**WORK TO COMPLETE**
Pull every line containing the word "water" from the records.

***** RECORDS

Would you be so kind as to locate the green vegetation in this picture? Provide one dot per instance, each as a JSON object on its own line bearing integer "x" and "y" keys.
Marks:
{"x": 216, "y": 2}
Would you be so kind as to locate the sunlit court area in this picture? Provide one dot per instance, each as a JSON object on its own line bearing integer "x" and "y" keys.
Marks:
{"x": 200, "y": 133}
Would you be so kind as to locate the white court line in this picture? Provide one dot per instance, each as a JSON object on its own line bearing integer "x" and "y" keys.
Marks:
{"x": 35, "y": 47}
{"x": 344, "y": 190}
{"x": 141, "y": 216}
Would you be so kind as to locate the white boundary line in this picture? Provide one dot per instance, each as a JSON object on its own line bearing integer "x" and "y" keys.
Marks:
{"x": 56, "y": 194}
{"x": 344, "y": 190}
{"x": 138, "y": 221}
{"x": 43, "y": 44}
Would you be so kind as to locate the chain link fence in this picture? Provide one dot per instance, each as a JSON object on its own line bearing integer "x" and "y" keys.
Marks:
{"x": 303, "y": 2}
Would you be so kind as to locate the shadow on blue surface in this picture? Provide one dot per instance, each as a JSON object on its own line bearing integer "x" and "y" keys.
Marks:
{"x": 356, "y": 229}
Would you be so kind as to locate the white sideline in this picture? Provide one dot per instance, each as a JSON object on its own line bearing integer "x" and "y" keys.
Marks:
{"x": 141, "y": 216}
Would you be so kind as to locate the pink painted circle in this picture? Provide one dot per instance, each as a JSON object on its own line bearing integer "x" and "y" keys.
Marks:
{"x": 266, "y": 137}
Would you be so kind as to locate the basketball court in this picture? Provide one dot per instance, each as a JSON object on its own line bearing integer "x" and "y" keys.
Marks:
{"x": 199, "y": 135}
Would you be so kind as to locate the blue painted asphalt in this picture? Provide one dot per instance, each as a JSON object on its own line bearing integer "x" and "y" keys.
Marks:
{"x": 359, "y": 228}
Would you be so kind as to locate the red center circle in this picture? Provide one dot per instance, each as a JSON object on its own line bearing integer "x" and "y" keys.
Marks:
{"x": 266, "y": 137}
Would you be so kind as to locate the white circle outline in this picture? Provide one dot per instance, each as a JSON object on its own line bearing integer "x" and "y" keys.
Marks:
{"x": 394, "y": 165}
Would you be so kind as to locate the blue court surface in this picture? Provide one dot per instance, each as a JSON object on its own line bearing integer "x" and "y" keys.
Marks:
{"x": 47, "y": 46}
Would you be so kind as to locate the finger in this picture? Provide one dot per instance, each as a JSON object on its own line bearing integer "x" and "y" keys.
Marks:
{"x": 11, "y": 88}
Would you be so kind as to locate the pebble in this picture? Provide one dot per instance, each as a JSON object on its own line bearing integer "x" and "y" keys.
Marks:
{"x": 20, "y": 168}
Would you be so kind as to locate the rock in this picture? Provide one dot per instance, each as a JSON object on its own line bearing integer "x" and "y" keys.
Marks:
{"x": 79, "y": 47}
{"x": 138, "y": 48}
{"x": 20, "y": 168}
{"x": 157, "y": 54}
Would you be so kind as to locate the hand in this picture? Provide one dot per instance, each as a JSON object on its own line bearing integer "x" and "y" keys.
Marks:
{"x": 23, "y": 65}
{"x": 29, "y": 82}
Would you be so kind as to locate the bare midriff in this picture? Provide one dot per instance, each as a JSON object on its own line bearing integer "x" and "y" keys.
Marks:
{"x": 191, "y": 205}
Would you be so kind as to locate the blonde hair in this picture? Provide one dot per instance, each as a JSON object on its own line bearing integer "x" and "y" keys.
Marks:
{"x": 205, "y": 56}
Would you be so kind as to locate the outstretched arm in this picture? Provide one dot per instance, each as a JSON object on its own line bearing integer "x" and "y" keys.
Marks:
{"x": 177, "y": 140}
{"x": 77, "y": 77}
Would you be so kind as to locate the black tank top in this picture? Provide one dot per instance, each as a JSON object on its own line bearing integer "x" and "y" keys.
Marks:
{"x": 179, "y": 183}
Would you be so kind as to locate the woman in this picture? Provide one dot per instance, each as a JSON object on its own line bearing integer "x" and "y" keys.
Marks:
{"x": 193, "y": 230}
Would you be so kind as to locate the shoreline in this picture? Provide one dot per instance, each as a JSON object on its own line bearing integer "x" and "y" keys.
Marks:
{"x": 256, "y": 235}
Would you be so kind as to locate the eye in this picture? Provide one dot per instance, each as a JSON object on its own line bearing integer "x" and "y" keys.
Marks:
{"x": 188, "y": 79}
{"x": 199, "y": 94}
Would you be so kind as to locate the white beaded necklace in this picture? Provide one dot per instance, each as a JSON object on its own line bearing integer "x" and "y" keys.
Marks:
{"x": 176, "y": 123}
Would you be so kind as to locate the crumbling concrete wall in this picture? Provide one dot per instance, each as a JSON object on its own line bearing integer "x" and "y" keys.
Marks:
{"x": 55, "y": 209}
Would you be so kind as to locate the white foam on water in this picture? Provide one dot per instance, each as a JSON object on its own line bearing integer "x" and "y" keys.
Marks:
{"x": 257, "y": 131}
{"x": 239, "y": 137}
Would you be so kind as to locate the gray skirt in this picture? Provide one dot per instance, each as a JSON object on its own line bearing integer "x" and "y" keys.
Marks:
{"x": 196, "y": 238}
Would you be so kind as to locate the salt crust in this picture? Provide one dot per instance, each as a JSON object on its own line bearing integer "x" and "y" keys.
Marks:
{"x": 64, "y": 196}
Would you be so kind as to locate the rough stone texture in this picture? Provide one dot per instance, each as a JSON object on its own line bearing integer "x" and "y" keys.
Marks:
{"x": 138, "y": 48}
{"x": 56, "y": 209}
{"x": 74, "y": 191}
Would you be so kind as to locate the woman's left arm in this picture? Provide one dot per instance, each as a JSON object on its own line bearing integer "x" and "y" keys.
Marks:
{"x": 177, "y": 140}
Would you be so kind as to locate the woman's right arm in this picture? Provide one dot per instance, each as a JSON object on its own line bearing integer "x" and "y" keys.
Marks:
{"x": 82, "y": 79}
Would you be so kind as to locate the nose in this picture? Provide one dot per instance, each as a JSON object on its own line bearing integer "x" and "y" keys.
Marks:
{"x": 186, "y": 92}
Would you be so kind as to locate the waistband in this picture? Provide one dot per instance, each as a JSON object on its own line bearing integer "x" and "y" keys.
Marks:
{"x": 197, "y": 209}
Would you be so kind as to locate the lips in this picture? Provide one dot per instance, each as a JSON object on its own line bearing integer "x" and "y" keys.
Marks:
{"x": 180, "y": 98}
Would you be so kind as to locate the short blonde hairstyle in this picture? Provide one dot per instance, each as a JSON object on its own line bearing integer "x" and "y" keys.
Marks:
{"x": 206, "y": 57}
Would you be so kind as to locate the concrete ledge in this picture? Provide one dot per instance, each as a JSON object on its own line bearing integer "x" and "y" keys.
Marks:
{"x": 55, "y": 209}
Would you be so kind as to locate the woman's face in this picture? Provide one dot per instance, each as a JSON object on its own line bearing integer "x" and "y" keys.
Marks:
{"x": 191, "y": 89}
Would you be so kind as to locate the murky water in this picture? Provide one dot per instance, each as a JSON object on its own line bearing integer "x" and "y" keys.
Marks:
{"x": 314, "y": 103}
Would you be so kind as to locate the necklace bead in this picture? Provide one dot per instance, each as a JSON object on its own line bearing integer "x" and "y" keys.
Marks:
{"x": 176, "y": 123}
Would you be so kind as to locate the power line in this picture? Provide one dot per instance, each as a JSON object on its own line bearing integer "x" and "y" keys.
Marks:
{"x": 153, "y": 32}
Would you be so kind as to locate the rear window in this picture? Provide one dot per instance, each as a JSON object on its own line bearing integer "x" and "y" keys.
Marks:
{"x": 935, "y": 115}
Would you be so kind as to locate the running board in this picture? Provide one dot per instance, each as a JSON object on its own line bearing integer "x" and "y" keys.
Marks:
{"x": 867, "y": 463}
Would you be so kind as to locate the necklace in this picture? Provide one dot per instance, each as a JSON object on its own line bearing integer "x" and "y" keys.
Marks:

**********

**ANSWER AREA**
Would you be so kind as to locate the white foam on water in this picture? Provide one dot per instance, each as a JSON object on its own line bearing integer "x" and "y" keys.
Would you be so kind as to locate the murky water in this picture? Provide one dot per instance, each as a JSON object on its own line bearing integer "x" and "y" keys.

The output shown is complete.